Verplichte opdracht A: Licht in één tot drie zinnen toe waarom Michael De Cock volgens het interview met hem kinder- en jeugdboeken schrijft.
Verplichte opdracht B: Zet het interview met Michael De Cock voort, te beginnen na de laatste zin.

Geselecteerde passage:
####################

De heroïsche pennendaden van Michael De Cock
Jeugdboekenmaand! Een hele maand die in het teken staat van kinder- en jeugdboeken, wat een feest. Dit jaar is het overkoepelende thema helden en schurken. Daar weet auteur Michael De Cock alles over, al zijn het vooral de personen achter de helden en schurken die hem interesseren. Speciaal voor de jeugdboekenmaand gingen wij eens met hem praten. De schurkachtig goede schrijftips krijg je er gratis bij.
Hoe ben je beginnen schrijven?
“Het is altijd mijn ambitie geweest om verhalen te vertellen. En ik denk dat je een beetje als schrijver geboren wordt. Je kiest daar niet echt voor. Niet om het te dramatiseren, maar dat is toch iets dat je voelt, waar je naar getrokken wordt. Dat had ik toch, van jongs af aan, en ik schreef vroeger al veel. Wat je natuurlijk niet zeker weet is of je dat als beroep kan doen.”
Waar haal je je inspiratie vandaan voor je verhalen?
“Het hangt er een beetje van af, want ik schrijf over van alles. Soms is wat ik schrijf gebaseerd op dingen die al bestaan, bijvoorbeeld Griekse mythologie. Ook bij mijn recente boek met Fatinha Ramos, De jongen die graat katten tekende, bestonden en circuleerden de verhalen al. Soms is het meer verzonnen, zoals bij Rosie en Moussa en Bahar Bizar. En bij andere boeken is er dan toch weer een historische inslag. Mijn inspiratie komt vooral uit de wereld buiten mij.”
“Schrijven is een manier van in het leven staan, van naar de dingen te kijken. Het kan mediterend werken eens je bezig bent, maar er is altijd een heel proces dat daaraan vooraf gaat. Je zoekt: waar ga ik het over hebben? Je schrijft, je faalt, je schrijft opnieuw. Dat is geen ontspanning, maar kan wel rustgevend werken, als je je bijvoorbeeld concentreert op een bepaalde tekst en de rest van de wereld even vergeet.”
Waarom schrijf je kinder- en jeugdboeken?
“Ten eerste, omdat zich dat opdringt. Daar kies je meestal niet zelf voor. Ten tweede, omdat het perspectief mij wel interesseert. Je kan met taal een wereld creëren vanuit de blik van een kind, zonder concessies te doen op hoe je schrijft. Die blik en de verwondering waarmee een jongere naar de wereld kijkt, vind ik interessant. Als Helena uitlegt aan haar dochter waarom ze is weggegaan bij haar man, moet ze niet kinderachtig doen maar het referentiekader van haar dochter gebruiken. Dat zoeken van dat andere referentiekader is altijd een vorm van empathie. Dat bepaalt hoe mensen spreken en met elkaar omgaan. Daarnaast ligt het genre me goed.”

####################

Records uit een dataset

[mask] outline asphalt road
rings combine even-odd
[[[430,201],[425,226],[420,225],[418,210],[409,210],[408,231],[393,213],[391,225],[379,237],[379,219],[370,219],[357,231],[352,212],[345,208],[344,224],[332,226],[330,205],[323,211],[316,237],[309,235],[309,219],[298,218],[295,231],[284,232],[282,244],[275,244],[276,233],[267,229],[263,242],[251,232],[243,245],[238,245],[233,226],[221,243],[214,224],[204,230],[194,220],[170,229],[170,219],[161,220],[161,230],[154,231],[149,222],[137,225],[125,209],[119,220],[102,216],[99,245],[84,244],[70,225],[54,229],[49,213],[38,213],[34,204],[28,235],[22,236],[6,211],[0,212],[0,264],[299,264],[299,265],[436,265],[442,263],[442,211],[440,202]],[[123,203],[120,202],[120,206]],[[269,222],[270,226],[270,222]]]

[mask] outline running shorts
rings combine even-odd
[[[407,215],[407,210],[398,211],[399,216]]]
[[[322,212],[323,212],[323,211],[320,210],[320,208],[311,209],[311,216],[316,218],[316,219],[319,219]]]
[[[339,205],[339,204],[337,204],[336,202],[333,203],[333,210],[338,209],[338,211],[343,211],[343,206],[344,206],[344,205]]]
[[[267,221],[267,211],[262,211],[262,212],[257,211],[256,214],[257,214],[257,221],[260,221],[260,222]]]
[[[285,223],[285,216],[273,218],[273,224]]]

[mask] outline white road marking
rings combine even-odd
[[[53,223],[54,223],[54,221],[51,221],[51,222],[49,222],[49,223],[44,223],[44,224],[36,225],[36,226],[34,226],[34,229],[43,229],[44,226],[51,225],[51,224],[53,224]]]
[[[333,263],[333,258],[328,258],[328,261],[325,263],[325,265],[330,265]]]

####################

Juist antwoord A: In de eerste plaats dringt het zich op, zodat hij er meestal niet zelf voor kiest. Daarnaast interesseert het perspectief hem: met taal kan hij vanuit de blik van een kind een wereld scheppen zonder toegevingen te doen aan zijn manier van schrijven, en de verwondering waarmee een jongere naar de wereld kijkt, vindt hij boeiend. Bovendien ligt het genre hem goed.

Juist antwoord B:
“Niet iedereen kan kinder- en jeugdboeken schrijven. Er zijn veel auteurs die dat echt niet kunnen. Zoals Roald Dahl het ooit zei, een goed kinderboek schrijven is heel moeilijk. Even moeilijk als eender welk genre. Waar in de pers overigens veel te weinig aandacht voor is. Het boek dat ik maakte met Fatinha leverde ons een tip op in De Morgen en in De Standaard. Dat zijn drie regels, gewoon door een schrijnend gebrek aan kennis en kennisdeling.”
Heb je zelf een favoriet kinder- of jeugdboek dat jou is bijgebleven?
“Vroeger las ik heel graag Thea Beckman. Ik las veel, maar met vlagen. Voor de rest was ik een vrij snelle en ernstige lezer, die boven mijn leeftijd las. Op mijn veertiende las ik volwassen boeken. Dat is niets om fier op te zijn, maar ook niets om tegen te zijn. Vandaag lees ik dan weer veel kinder- en jeugdboeken. Die leeftijdsmarkering maakt me niet meer uit. Dat zou het eigenlijk nooit moeten doen. Op een bepaald moment vond ik Het boek van alle dingen van Guus Kuijer wel mooi. En De wonderbaarlijke reis van Edward Tulane, nog maar van een paar jaar geleden. Daarvan charmeerde de eenvoud mij. Dat verandert zo snel bij mij.”
“Sommige volwassen boeken zouden ook bij de kinderboeken kunnen staan, van Niccolò Ammaniti bijvoorbeeld. Dat zijn natuurlijk geen kinderboeken, maar hij gebruikt heel vaak het standpunt van een jong kind. Het is duidelijk een standpunt dat hem interesseert en dat hij goed beheerst. Maar waarom zijn dat dan geen kinderboeken? Die grens is soms dun. Misschien omdat er te heftige dingen in gebeuren, hoewel ik denk dat je alles kan uitleggen aan kinderen. Of omdat het te dik is, of omdat de woordenschat te complex is, of omdat het voor volwassenen geschreven is. Ik lees nu alleszins met een breed perspectief.”
Het thema van de jeugdboekenmaand is helden en schurken. Daarvan zitten er waarschijnlijk wel een aantal in je boeken.
“Ik schrijf eigenlijk het liefst over gewone mensen. En als het toch om helden en schurken gaat, over de omgangsvormen die zij hanteren. Al heb ik het zo niet met schurken. Ik probeer eerder vanuit een soort sympathie of begrip te schrijven. Ik ben niet zo vaak bezig met het goede en slechte. Dat interesseert mij maar matig. Schurken kom ik niet zoveel tegen, zelfs niet in de Ilias en Odyssee die ik bewerkt heb met Gerda Dendooven. Helden zitten daar natuurlijk wel in, maar dan probeer ik die toch te vermenselijken. Ik ga op zoek naar de vergeten perspectieven, zoals dat van het kind of van de vrouw. Verslag van een gebroken hart gaat bijvoorbeeld over de Trojaanse oorlog, maar vanuit het perspectief van de gekaapte Helena. Daar hoeft dan niet eens een psychologische saus overheen, maar je creëert wel ruimte om dingen uit te leggen.”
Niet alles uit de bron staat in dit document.